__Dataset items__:

· · ·

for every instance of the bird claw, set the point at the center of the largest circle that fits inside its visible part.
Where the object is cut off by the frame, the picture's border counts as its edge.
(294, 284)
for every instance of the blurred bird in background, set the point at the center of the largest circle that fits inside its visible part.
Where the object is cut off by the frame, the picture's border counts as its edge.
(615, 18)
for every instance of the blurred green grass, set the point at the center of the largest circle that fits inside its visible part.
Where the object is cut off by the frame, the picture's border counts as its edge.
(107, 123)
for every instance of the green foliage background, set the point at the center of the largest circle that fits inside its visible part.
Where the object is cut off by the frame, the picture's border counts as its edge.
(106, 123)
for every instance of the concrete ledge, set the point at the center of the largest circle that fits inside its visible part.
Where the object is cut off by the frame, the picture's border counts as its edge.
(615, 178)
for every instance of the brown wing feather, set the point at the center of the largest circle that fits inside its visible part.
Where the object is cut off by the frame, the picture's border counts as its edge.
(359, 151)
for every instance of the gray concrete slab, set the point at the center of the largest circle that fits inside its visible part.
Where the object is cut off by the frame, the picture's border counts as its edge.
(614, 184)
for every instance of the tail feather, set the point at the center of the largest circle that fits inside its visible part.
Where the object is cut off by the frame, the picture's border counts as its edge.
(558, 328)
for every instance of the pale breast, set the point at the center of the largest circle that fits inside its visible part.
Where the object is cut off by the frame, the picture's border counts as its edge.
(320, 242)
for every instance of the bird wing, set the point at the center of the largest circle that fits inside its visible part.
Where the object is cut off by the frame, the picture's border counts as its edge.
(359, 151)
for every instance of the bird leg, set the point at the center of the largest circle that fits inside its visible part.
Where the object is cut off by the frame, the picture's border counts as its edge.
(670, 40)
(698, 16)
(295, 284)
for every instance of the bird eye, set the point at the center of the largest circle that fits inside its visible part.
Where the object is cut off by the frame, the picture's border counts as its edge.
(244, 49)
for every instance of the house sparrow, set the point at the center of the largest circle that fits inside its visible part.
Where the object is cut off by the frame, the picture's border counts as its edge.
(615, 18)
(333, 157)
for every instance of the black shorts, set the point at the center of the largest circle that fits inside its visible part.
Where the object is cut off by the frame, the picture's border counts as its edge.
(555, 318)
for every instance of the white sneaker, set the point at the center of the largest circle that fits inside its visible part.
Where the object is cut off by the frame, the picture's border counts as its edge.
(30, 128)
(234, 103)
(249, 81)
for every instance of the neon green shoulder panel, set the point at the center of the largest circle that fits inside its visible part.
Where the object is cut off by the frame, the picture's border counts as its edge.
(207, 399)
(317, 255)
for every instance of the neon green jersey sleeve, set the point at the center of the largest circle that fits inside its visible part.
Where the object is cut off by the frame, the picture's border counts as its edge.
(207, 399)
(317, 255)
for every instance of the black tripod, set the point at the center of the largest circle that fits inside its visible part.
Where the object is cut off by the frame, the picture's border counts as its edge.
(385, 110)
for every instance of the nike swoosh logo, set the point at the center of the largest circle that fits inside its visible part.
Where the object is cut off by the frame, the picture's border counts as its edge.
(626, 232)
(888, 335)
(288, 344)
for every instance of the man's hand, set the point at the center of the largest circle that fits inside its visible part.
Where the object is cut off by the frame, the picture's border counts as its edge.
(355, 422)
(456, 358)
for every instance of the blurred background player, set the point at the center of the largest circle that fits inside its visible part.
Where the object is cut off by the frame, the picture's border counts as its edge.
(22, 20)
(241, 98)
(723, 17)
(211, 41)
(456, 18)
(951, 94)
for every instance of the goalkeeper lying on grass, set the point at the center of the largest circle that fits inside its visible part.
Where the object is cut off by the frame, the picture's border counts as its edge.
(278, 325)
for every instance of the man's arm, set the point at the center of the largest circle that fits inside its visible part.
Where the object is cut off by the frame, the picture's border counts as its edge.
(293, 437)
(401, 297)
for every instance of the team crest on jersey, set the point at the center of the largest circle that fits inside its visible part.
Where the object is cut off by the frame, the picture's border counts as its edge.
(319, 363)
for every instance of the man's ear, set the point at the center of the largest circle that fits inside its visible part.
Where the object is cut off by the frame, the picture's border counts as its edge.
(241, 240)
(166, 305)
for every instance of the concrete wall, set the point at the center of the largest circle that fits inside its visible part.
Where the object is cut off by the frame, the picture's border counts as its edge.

· · ·

__Task details__: Would you print exactly, and only, the lines of the data above from the line with "for every instance of the gray" through the line with "for every instance of the white", inclusive?

__Task answer__:
for every instance of the gray concrete slab, set the point at the center of the largest circle that fits inside its visible part.
Where the object is cut off by the frame, the picture's border counts as its edge.
(614, 184)
for every instance of the tail feather, set the point at the center of the largest circle that fits inside its visible part.
Where the object is cut off by the frame, the picture's border counts as its edge.
(558, 328)
for every instance of the pale breast, set the point at the center of the largest circle that fits inside its visible part.
Where the object is cut off by the frame, the picture's border counts as its edge.
(320, 242)
for every instance of the bird wing, set the point at the center of the largest circle that fits inside its visible part.
Where the object is cut off by the frame, the picture's border counts as its edge.
(359, 151)
for every instance of the bird leg, set the point at the center of the largest circle that fits inside its visible part.
Where the object is cut off by the frame, the picture's border counts as its edge.
(670, 40)
(698, 16)
(295, 284)
for every instance of the bird eye, set the point at the center of the largest circle that fits inside its visible part.
Where the object is cut off by the frame, the picture's border counts as its edge.
(244, 49)
for every instance of the house sparrow, set the point at the center of the largest circle that fits inside its visible part.
Where the object is cut off by the frame, the picture's border counts as its edge.
(615, 18)
(333, 157)
for every instance of the black shorts, set the point at the center of the largest circle that fits inside its visible part.
Where the object is cut off by the frame, the picture's border counts as its edge.
(555, 318)
for every instance of the white sneaker, set the point at the center of the largest circle that fits inside its visible part.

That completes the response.